▶ WHAT YOU WILL DO
Output every line below exactly.

▶ SOURCE MATERIAL
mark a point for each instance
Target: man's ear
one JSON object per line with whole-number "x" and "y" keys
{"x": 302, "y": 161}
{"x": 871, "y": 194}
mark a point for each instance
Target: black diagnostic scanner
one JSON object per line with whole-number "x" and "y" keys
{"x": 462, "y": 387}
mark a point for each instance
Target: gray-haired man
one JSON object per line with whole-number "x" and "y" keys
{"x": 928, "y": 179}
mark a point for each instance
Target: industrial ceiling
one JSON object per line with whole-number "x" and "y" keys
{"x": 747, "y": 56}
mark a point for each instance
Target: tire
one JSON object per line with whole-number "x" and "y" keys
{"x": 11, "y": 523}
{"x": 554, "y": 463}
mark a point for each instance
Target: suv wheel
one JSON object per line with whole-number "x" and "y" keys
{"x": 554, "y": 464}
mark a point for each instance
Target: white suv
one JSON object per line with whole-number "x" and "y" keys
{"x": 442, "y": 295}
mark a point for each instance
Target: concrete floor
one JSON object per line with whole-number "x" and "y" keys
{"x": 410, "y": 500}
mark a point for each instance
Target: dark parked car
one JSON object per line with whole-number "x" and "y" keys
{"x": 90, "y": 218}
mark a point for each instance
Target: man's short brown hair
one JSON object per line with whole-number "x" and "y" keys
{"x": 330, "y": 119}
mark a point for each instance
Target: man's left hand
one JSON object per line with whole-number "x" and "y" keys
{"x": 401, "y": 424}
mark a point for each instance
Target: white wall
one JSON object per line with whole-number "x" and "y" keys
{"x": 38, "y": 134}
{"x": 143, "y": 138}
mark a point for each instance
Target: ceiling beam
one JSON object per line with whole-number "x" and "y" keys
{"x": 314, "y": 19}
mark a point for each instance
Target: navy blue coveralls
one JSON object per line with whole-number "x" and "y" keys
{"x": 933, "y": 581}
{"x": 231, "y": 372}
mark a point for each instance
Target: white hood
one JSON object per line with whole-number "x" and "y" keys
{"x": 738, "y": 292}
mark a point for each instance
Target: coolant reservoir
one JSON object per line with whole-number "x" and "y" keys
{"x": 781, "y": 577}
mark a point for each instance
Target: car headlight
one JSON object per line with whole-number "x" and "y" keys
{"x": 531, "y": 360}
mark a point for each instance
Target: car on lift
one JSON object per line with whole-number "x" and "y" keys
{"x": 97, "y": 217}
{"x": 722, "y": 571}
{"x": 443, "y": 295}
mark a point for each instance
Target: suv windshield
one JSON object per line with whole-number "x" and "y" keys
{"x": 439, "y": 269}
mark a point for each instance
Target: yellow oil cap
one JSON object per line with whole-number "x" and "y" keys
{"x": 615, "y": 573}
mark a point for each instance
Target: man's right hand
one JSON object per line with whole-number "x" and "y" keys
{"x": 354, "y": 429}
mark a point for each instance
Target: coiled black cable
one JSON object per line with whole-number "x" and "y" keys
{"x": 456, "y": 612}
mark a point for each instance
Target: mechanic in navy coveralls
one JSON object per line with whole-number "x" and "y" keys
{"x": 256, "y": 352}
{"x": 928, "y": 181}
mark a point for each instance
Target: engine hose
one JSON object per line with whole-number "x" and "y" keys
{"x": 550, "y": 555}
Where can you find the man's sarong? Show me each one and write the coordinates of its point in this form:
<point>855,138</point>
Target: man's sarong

▶ FINISHED ANSWER
mark a point for each instance
Target: man's ear
one JSON object per line with whole-number "x" and "y" keys
{"x": 302, "y": 161}
{"x": 871, "y": 194}
mark a point for each instance
Target: black diagnostic scanner
one JSON object per line with whole-number "x" and "y" keys
{"x": 462, "y": 387}
mark a point for each instance
Target: gray-haired man
one JSON object per line with whole-number "x" and "y" keys
{"x": 928, "y": 179}
mark a point for each instance
Target: industrial ceiling
one JSON object per line with whole-number "x" and "y" keys
{"x": 747, "y": 56}
mark a point for each instance
Target: tire
one JSON object per line with whole-number "x" and "y" keys
{"x": 11, "y": 523}
{"x": 554, "y": 463}
mark a point for each instance
Target: suv wheel
one JSON object per line with whole-number "x" and "y" keys
{"x": 554, "y": 464}
mark a point for each instance
Target: white suv
one JSON object per line with whole-number "x" and "y" keys
{"x": 442, "y": 295}
mark a point for each instance
Target: concrete floor
one JSON object per line with whole-number "x" and "y" keys
{"x": 410, "y": 500}
mark a point for each instance
Target: dark parked car
one JSON object per line with whole-number "x" and "y" keys
{"x": 90, "y": 218}
mark a point for each instance
Target: man's short brown hair
one JSON object per line with whole-number "x" and "y" keys
{"x": 330, "y": 119}
mark a point for each instance
Target: man's left hand
one JSON object per line with whole-number "x" and "y" keys
{"x": 401, "y": 424}
mark a point for each instance
Target: white wall
one JSON object per line with whole-number "x" and "y" keys
{"x": 38, "y": 134}
{"x": 143, "y": 138}
mark a point for each instance
Target: ceiling beam
one JSON object per line with whole-number "x" and "y" keys
{"x": 314, "y": 19}
mark a point for each instance
Target: navy blue coveralls
one JSON object per line with whole-number "x" and "y" keys
{"x": 933, "y": 581}
{"x": 231, "y": 372}
mark a point for each instance
Target: white hood
one JSON object per line with whole-number "x" and "y" keys
{"x": 738, "y": 292}
mark a point for each instance
Target: coolant reservoir
one JSON object per line with whole-number "x" and "y" keys
{"x": 781, "y": 577}
mark a point for each instance
Target: car headlight
one JSON object per line with whole-number "x" and "y" keys
{"x": 531, "y": 360}
mark a point for each instance
Target: car on lift
one JSON object per line with whole-number "x" and "y" keys
{"x": 97, "y": 217}
{"x": 722, "y": 571}
{"x": 443, "y": 295}
mark a point for each instance
Target: suv windshield
one JSON object per line with whole-number "x" and "y" keys
{"x": 439, "y": 269}
mark a point for each instance
Target: yellow oil cap
one JSON object per line with whole-number "x" and "y" keys
{"x": 615, "y": 573}
mark a point for each instance
Target: man's right hand
one JSON object per line with whole-number "x" and "y" keys
{"x": 354, "y": 429}
mark a point for each instance
Target: coiled black cable
one JSON object per line with whole-number "x" and "y" keys
{"x": 456, "y": 612}
mark a point for each instance
Target: mechanic in navy coveralls
one JSON object per line with whole-number "x" and "y" keys
{"x": 256, "y": 352}
{"x": 928, "y": 181}
mark a point for each instance
Target: engine hose
one JSON object per line with whole-number "x" and "y" keys
{"x": 550, "y": 555}
Where can you find the man's sarong? Show me each one and write the coordinates of its point in this form:
<point>855,138</point>
Target: man's sarong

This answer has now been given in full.